» PROBLEM TO WORK ON: Repeat the entries exactly but omit the pictures.
━━━━━ DATA SUPPLIED
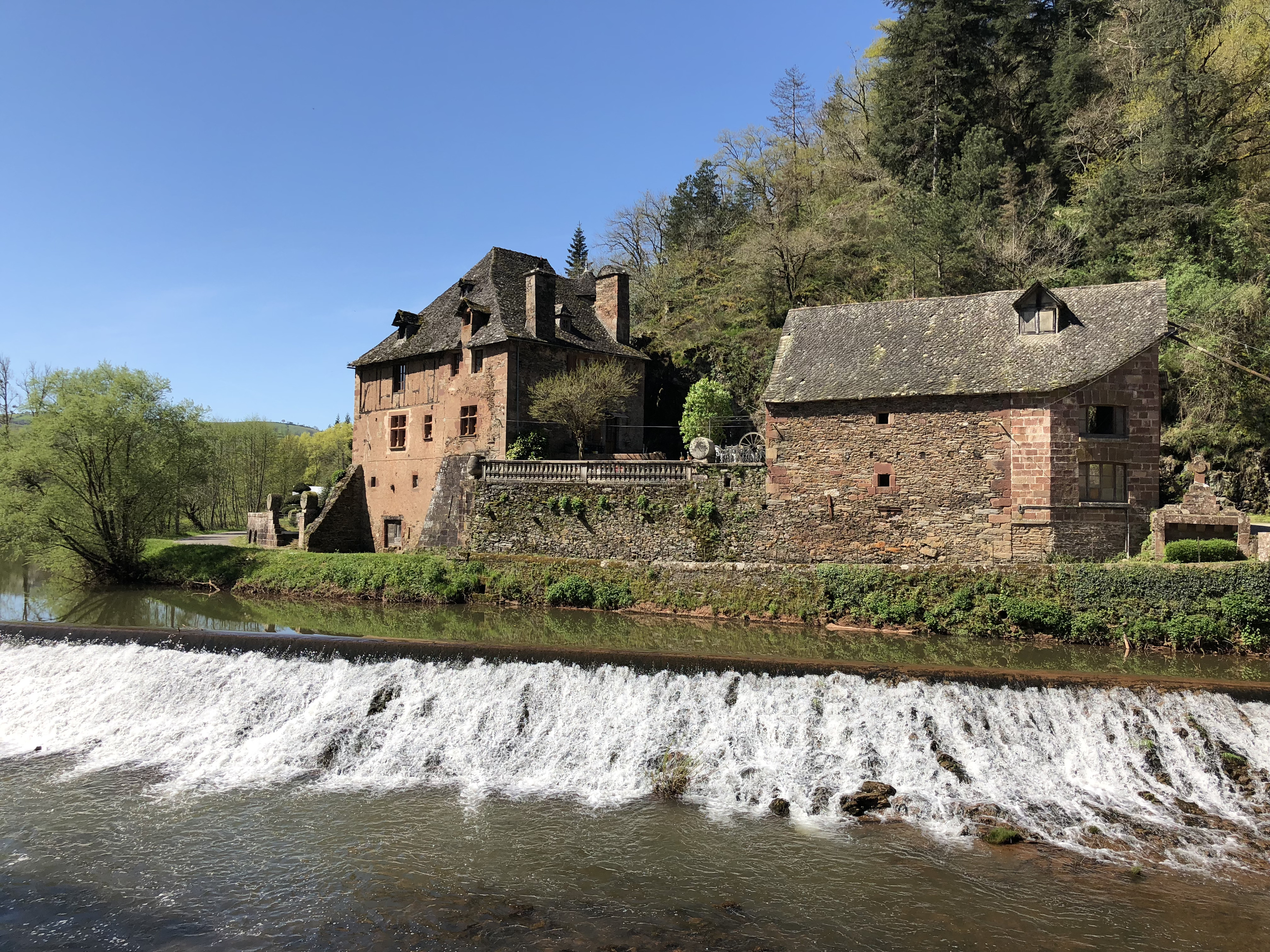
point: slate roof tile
(496, 285)
(968, 345)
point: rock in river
(871, 797)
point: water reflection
(36, 597)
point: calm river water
(197, 802)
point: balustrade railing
(599, 472)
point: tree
(794, 102)
(7, 397)
(584, 399)
(578, 262)
(705, 412)
(637, 235)
(98, 469)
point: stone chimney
(540, 304)
(614, 303)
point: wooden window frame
(397, 432)
(468, 418)
(1039, 319)
(1095, 491)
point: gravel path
(213, 539)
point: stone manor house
(986, 428)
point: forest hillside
(980, 145)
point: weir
(369, 649)
(1093, 766)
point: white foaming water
(1055, 762)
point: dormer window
(1039, 310)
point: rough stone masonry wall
(719, 516)
(345, 524)
(947, 464)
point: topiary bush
(572, 591)
(1208, 550)
(1250, 618)
(1197, 633)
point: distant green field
(291, 430)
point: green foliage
(1130, 143)
(614, 596)
(705, 412)
(1210, 550)
(1250, 619)
(573, 592)
(585, 398)
(105, 463)
(529, 446)
(1088, 604)
(388, 577)
(1034, 616)
(578, 261)
(1196, 633)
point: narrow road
(213, 539)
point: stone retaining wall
(719, 515)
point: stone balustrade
(625, 473)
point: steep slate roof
(967, 345)
(496, 285)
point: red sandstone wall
(430, 389)
(973, 479)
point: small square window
(468, 422)
(1104, 422)
(397, 432)
(1039, 321)
(1103, 483)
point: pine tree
(578, 261)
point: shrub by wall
(1208, 550)
(1201, 609)
(1192, 609)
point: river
(190, 802)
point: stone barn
(985, 428)
(450, 387)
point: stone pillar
(540, 304)
(614, 303)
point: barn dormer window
(1039, 310)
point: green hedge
(1210, 550)
(1192, 609)
(1211, 607)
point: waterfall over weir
(1175, 776)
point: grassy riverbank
(1202, 609)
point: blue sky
(239, 196)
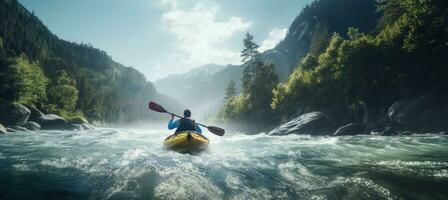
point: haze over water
(132, 164)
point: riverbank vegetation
(69, 79)
(357, 75)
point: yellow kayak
(188, 141)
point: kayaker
(184, 124)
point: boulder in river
(74, 127)
(10, 130)
(87, 126)
(18, 128)
(3, 129)
(313, 123)
(350, 129)
(35, 113)
(30, 125)
(422, 114)
(51, 121)
(13, 114)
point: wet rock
(388, 131)
(35, 113)
(75, 127)
(51, 121)
(3, 129)
(313, 123)
(13, 114)
(18, 128)
(87, 126)
(421, 114)
(350, 129)
(78, 120)
(10, 130)
(30, 125)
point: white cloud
(275, 36)
(172, 3)
(200, 37)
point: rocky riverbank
(424, 114)
(17, 117)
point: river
(132, 164)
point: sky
(162, 37)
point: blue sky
(161, 37)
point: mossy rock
(77, 120)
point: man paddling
(183, 124)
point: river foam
(132, 164)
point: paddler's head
(187, 113)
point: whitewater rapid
(132, 164)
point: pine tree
(231, 90)
(251, 58)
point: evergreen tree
(251, 58)
(231, 90)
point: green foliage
(84, 79)
(22, 81)
(231, 90)
(258, 79)
(63, 94)
(367, 72)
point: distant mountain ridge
(310, 32)
(201, 89)
(312, 28)
(108, 91)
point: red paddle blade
(216, 130)
(156, 107)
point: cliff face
(311, 30)
(108, 91)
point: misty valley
(312, 99)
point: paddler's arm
(173, 124)
(198, 129)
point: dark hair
(187, 113)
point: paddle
(158, 108)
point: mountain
(102, 89)
(201, 89)
(309, 33)
(311, 30)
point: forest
(57, 76)
(351, 75)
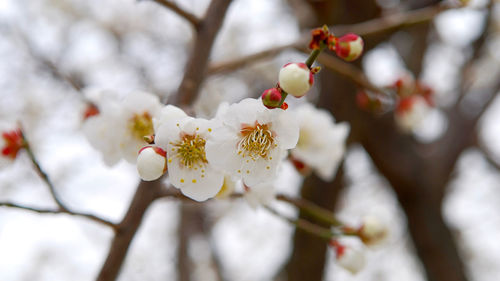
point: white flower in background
(184, 140)
(349, 258)
(118, 130)
(410, 112)
(151, 163)
(295, 79)
(321, 144)
(260, 195)
(372, 231)
(252, 140)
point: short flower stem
(309, 62)
(314, 55)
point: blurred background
(437, 188)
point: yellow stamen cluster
(256, 141)
(191, 151)
(141, 125)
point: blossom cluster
(244, 141)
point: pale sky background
(81, 37)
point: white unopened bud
(151, 163)
(350, 259)
(295, 79)
(349, 47)
(372, 231)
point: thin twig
(190, 17)
(312, 209)
(44, 175)
(393, 21)
(58, 211)
(226, 66)
(364, 28)
(198, 60)
(306, 226)
(349, 71)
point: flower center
(256, 141)
(141, 125)
(191, 151)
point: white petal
(166, 114)
(260, 170)
(286, 129)
(198, 183)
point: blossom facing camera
(271, 98)
(295, 79)
(349, 47)
(350, 259)
(321, 144)
(372, 232)
(151, 163)
(252, 141)
(189, 170)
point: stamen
(256, 141)
(141, 125)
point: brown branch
(145, 194)
(393, 21)
(190, 17)
(198, 60)
(222, 67)
(59, 211)
(44, 176)
(313, 229)
(364, 28)
(349, 71)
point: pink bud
(12, 141)
(349, 47)
(271, 98)
(151, 163)
(295, 79)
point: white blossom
(295, 79)
(321, 144)
(372, 231)
(260, 195)
(252, 141)
(350, 259)
(184, 140)
(151, 163)
(118, 130)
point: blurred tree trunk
(417, 173)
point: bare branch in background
(58, 211)
(193, 19)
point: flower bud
(372, 231)
(11, 142)
(271, 98)
(90, 110)
(348, 258)
(295, 79)
(349, 47)
(151, 163)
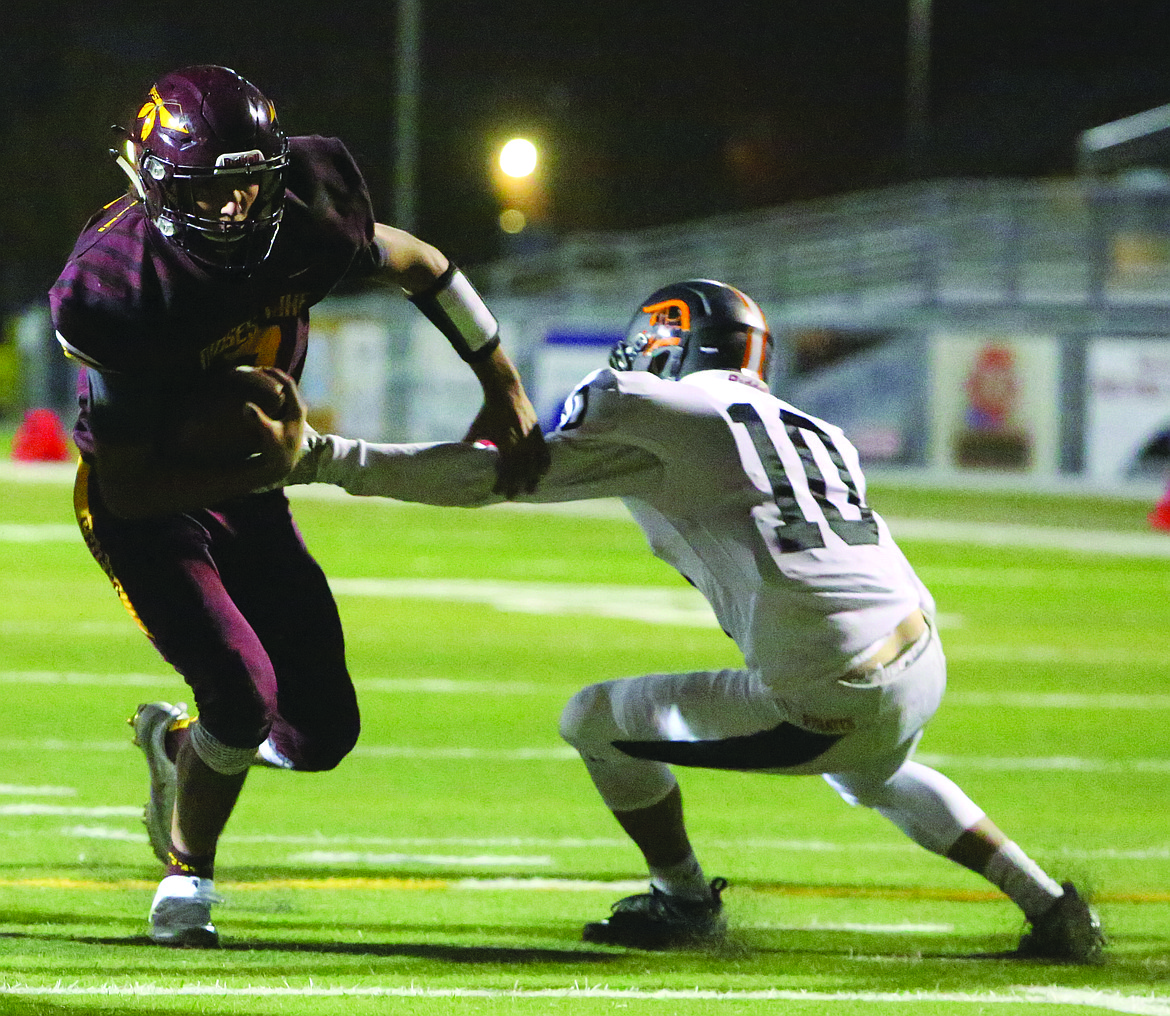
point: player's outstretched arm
(449, 301)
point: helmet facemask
(173, 194)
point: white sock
(1023, 879)
(683, 879)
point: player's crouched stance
(762, 508)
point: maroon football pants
(235, 603)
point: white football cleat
(181, 912)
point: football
(215, 425)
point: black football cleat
(1068, 932)
(658, 920)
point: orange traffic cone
(41, 438)
(1160, 517)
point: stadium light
(518, 158)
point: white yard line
(1057, 763)
(1093, 701)
(438, 859)
(1106, 1001)
(577, 843)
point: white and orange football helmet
(697, 324)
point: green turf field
(448, 864)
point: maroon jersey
(140, 314)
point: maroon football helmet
(202, 127)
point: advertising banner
(995, 403)
(1128, 409)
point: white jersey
(758, 505)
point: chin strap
(458, 310)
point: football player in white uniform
(763, 509)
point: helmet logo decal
(670, 313)
(163, 112)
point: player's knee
(587, 718)
(319, 755)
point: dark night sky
(649, 112)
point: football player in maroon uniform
(228, 234)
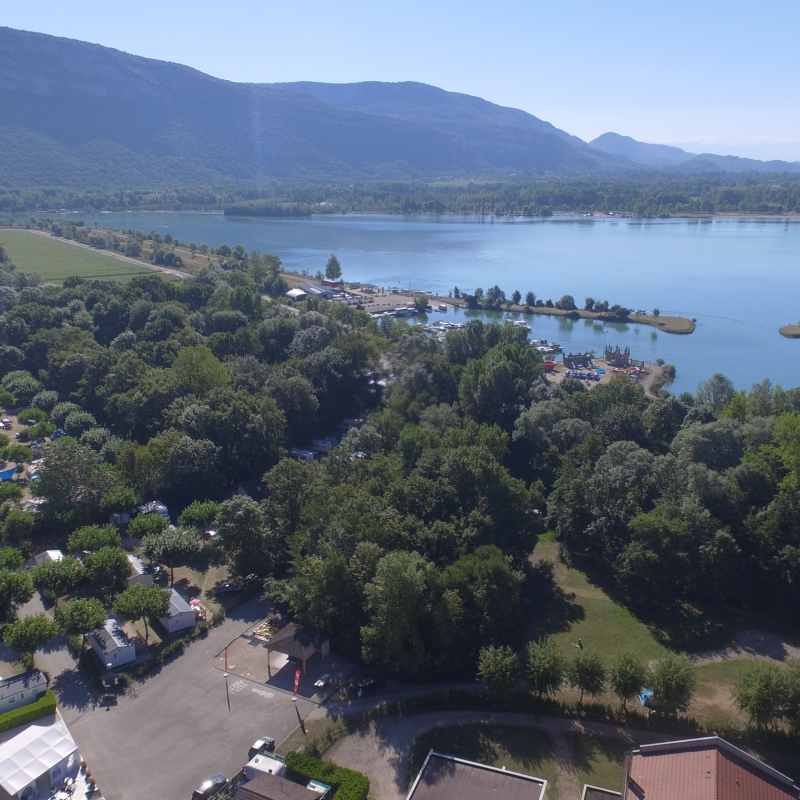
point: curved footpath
(113, 254)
━━━━━━━━━━
» RESPONSE TO THE EXERCISE:
point: slate roof tile
(496, 285)
(968, 345)
point: rock in river
(871, 797)
point: water reflection
(36, 597)
point: calm river water
(197, 802)
point: balustrade railing
(599, 472)
point: tree
(794, 102)
(7, 397)
(584, 399)
(578, 262)
(705, 412)
(637, 235)
(98, 469)
point: stone chimney
(540, 304)
(614, 303)
point: wooden window frame
(397, 432)
(468, 418)
(1039, 319)
(1095, 491)
point: gravel path
(213, 539)
point: stone manor house
(986, 428)
point: forest hillside
(980, 145)
point: weir
(369, 649)
(1093, 766)
point: white foaming water
(1055, 762)
point: dormer window
(1039, 310)
point: rough stone masonry wall
(719, 516)
(345, 524)
(947, 464)
point: topiary bush
(572, 591)
(1208, 550)
(1250, 618)
(1197, 633)
point: distant green field
(291, 430)
point: green foliage
(1130, 143)
(614, 596)
(705, 412)
(1210, 550)
(1250, 619)
(573, 592)
(585, 398)
(105, 463)
(529, 446)
(1088, 604)
(388, 577)
(1034, 616)
(578, 261)
(1196, 633)
point: narrow road
(213, 539)
point: stone retaining wall
(719, 515)
point: stone balustrade
(625, 473)
point: steep slate roof
(967, 345)
(496, 285)
point: red sandstone wall
(430, 389)
(973, 479)
point: small square window
(468, 422)
(1104, 422)
(397, 432)
(1039, 321)
(1103, 483)
point: pine tree
(578, 261)
point: shrub by wall
(1208, 550)
(1201, 609)
(1192, 609)
point: river
(190, 802)
point: stone barn
(985, 428)
(450, 387)
point: stone pillar
(540, 304)
(614, 303)
point: barn dormer window
(1039, 310)
point: green hedge
(1210, 550)
(1192, 609)
(1211, 607)
point: waterfall over weir
(1175, 776)
point: grassy riverbank
(1202, 609)
point: blue sky
(239, 196)
point: haze over water
(132, 164)
point: riverbank vegetation
(69, 79)
(357, 75)
point: yellow kayak
(188, 141)
point: kayaker
(184, 124)
point: boulder in river
(74, 127)
(10, 130)
(87, 126)
(18, 128)
(3, 129)
(313, 123)
(350, 129)
(35, 113)
(30, 125)
(422, 114)
(51, 121)
(13, 114)
point: wet rock
(388, 131)
(35, 113)
(75, 127)
(51, 121)
(3, 129)
(313, 123)
(13, 114)
(18, 128)
(87, 126)
(421, 114)
(350, 129)
(78, 120)
(10, 130)
(30, 125)
point: white cloud
(275, 36)
(172, 3)
(200, 37)
point: rocky riverbank
(424, 114)
(17, 117)
point: river
(132, 164)
point: sky
(162, 37)
point: blue sky
(161, 37)
point: mossy rock
(77, 120)
point: man paddling
(183, 124)
point: river foam
(132, 164)
point: paddler's head
(187, 113)
point: whitewater rapid
(132, 164)
point: pine tree
(231, 90)
(251, 58)
point: evergreen tree
(251, 58)
(231, 90)
point: green foliage
(84, 79)
(22, 81)
(231, 90)
(258, 79)
(63, 94)
(367, 72)
point: distant mountain ridge
(310, 32)
(201, 89)
(312, 28)
(108, 91)
point: red paddle blade
(216, 130)
(156, 107)
point: cliff face
(311, 30)
(108, 91)
point: misty valley
(312, 99)
point: paddler's arm
(173, 124)
(198, 129)
point: dark hair
(187, 113)
point: paddle
(158, 108)
point: mountain
(102, 89)
(201, 89)
(309, 33)
(311, 30)
point: forest
(57, 76)
(351, 75)
point: white flower in background
(184, 140)
(349, 258)
(118, 130)
(410, 112)
(151, 163)
(295, 79)
(321, 144)
(260, 195)
(372, 231)
(252, 140)
point: short flower stem
(309, 62)
(314, 55)
point: blurred background
(437, 188)
point: yellow stamen cluster
(256, 141)
(191, 151)
(141, 125)
point: blossom cluster
(244, 141)
point: pale sky background
(81, 37)
point: white unopened bud
(151, 163)
(350, 259)
(295, 79)
(349, 47)
(372, 231)
point: thin twig
(190, 17)
(312, 209)
(44, 175)
(393, 21)
(58, 211)
(226, 66)
(364, 28)
(198, 60)
(306, 226)
(349, 71)
point: flower center
(256, 141)
(141, 125)
(191, 151)
point: white petal
(166, 114)
(260, 170)
(286, 129)
(198, 183)
point: blossom facing camera
(271, 98)
(295, 79)
(349, 47)
(350, 259)
(321, 144)
(372, 232)
(151, 163)
(252, 141)
(189, 170)
point: stamen
(256, 141)
(141, 125)
point: brown branch
(145, 194)
(393, 21)
(190, 17)
(198, 60)
(222, 67)
(59, 211)
(44, 176)
(313, 229)
(364, 28)
(349, 71)
point: pink bud
(12, 141)
(349, 47)
(271, 98)
(151, 163)
(295, 79)
point: white blossom
(295, 79)
(321, 144)
(372, 231)
(260, 195)
(252, 141)
(350, 259)
(184, 140)
(151, 163)
(118, 130)
point: blurred tree trunk
(417, 173)
point: bare branch in background
(58, 211)
(193, 19)
point: flower bud
(372, 231)
(11, 142)
(271, 98)
(90, 110)
(348, 258)
(295, 79)
(349, 47)
(151, 163)
point: player's outstretched arm
(449, 301)
point: helmet facemask
(173, 194)
point: white sock
(1023, 879)
(683, 879)
point: player's crouched stance
(762, 508)
point: maroon football pants
(235, 603)
point: white football cleat
(181, 912)
point: football
(215, 425)
point: black football cleat
(1068, 932)
(658, 920)
point: orange traffic cone
(41, 438)
(1160, 517)
point: stadium light
(518, 158)
point: white yard line
(1057, 763)
(1093, 701)
(438, 859)
(1106, 1001)
(577, 843)
point: white and orange football helmet
(697, 324)
point: green turf field
(448, 864)
point: maroon jersey
(140, 314)
point: maroon football helmet
(202, 127)
point: advertising banner
(995, 403)
(1128, 409)
point: white jersey
(758, 505)
point: chin strap
(458, 310)
point: football player in white uniform
(763, 509)
point: helmet logo decal
(670, 313)
(163, 112)
point: player's knee
(587, 718)
(319, 755)
point: dark night sky
(649, 112)
point: football player in maroon uniform
(228, 234)
point: curved footpath
(113, 254)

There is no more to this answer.